Из Италии мы поехали в Швейцарию и поселились у Фирвальдштетского озера — Озера четырех кантонов. Всех нас пленяла здешняя природа — зеленовато-голубая поверхность озера, темно-зеленые скалы и снега, пылавшие на закате солнца. С этими местами связана легенда о Вильгельме Телле. Неподалеку находится и знаменитый Чертов мост, с которого Суворов начал переход через Альпы. Петр Николаевич, еще с юности страстный альпинист, всегда любил горы, и они действительно облегчали его страдания».

Но лечиться и отдыхать, забывая о деле, Лебедев не мог. Однажды, когда врачи особенно настаивали на лечении и не просто пугали, а серьезно предупреждали о нависшей над ним угрозе, он ответил:

— Пусть я умру, а работу доведу до конца.

Климент Аркадьевич Тимирязев вспоминает другой эпизод:

«Несколько лет назад больной, измученный нашими проклятыми экзаменами, он вырывается на предписанный ему врачами отдых в горы — в Швейцарию. Проездом останавливается в Гейдельберге и взбирается на гору Кёнигштуль в астрономическую лабораторию Вольфа. Знаменитый ученый Вольф говорит ему, что глаза всех астрономов обращены на него, что только от него ждут они разрешения интересующей их задачи.

Спускаясь обратно с Кёнигштуля, Лебедев передумывает снова давно занимавшую его задачу и, наконец, находит ее разрешение. На другой день, забыв про необходимый отдых и предписание врачей, он, вместо того чтобы продолжать свой путь на юг, поворачивает на север, в душную, пыльную Москву».

Международное признание сказалось и на отношении к Лебедеву на родине. Российская академия наук присудила ему премию. И в 1900 году он стал профессором Московского университета. Вместе со званием появилось главное материальное благо — совсем маленькая, но своя лаборатория.

Через несколько лет, в 1904 году, во дворе университета построили новое здание специально для физического института. Петр Николаевич стал обладателем уже вполне приличной лаборатории. А по соседству с ней получил и казенную, «профессорскую», квартиру.

Однако лаборатория оказалась приличной только по размерам площади. Оборудование же ее оставляло желать много лучшего. Конечно, Лебедев сумел бы оснастить ее по последнему слову техники, уж он-то понимал, как это делать; но и минимальных средств получить не удавалось. Не хватало приборов, а деньги на их покупку отпускались скупо и неохотно. Не было механика, и профессору самому приходилось немало заниматься токарными и слесарными работами. Все его просьбы одна за другой встречали отказ. Не выдержав такого отношения, он написал письмо попечителю Московского учебного округа, где перечислял свои беды:

«Из всего вышесказанного следует, что в новом физическом институте, одно здание которого стоило более 450 000 рублей, я, штатный профессор физики, не имею возможности ни читать обязательный курс опытной физики, ни учить в лаборатории, ни самому научно работать».

Изучите материал:
1. Повторите дословно часть отрывка о Лебедеве: всё, начиная со слов «Климент Аркадьевич Тимирязев» и вниз до слов «интересующей их задачи.».
2. Согласуются ли с отрывком о Лебедеве следующие утверждения: (а) в 1900 году Лебедев стал профессором Московского университета; (б) новое здание для физического института построили в 1904 году за пределами университета; (в) в лаборатории был механик? На каждое ответьте «да» или «нет» и приведите решающие слова отрывка в точной цитате.

Исходные данные:
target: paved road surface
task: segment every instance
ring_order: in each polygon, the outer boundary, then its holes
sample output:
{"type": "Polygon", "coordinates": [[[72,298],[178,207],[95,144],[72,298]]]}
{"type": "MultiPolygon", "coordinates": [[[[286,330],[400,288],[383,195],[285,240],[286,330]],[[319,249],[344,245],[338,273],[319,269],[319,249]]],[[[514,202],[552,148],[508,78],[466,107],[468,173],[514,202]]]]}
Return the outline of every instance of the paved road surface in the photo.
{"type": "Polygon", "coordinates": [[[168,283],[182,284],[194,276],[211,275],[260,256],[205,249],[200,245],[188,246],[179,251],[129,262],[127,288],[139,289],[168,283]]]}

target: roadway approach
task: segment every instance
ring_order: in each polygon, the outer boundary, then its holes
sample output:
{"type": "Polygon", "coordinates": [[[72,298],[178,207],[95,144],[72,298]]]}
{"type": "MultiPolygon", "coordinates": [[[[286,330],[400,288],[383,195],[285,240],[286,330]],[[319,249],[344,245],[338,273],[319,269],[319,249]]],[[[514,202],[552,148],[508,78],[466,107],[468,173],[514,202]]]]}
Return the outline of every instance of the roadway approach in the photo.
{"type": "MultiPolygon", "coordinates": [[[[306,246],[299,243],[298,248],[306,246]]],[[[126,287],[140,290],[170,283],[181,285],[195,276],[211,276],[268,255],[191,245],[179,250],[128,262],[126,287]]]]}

Ответы по заданиям:
1.
Климент Аркадьевич Тимирязев вспоминает другой эпизод:

«Несколько лет назад больной, измученный нашими проклятыми экзаменами, он вырывается на предписанный ему врачами отдых в горы — в Швейцарию. Проездом останавливается в Гейдельберге и взбирается на гору Кёнигштуль в астрономическую лабораторию Вольфа. Знаменитый ученый Вольф говорит ему, что глаза всех астрономов обращены на него, что только от него ждут они разрешения интересующей их задачи.

2.
(а) Да: «И в 1900 году он стал профессором Московского университета».
(б) Нет: «в 1904 году, во дворе университета построили новое здание специально для физического института».
(в) Нет: «Не было механика».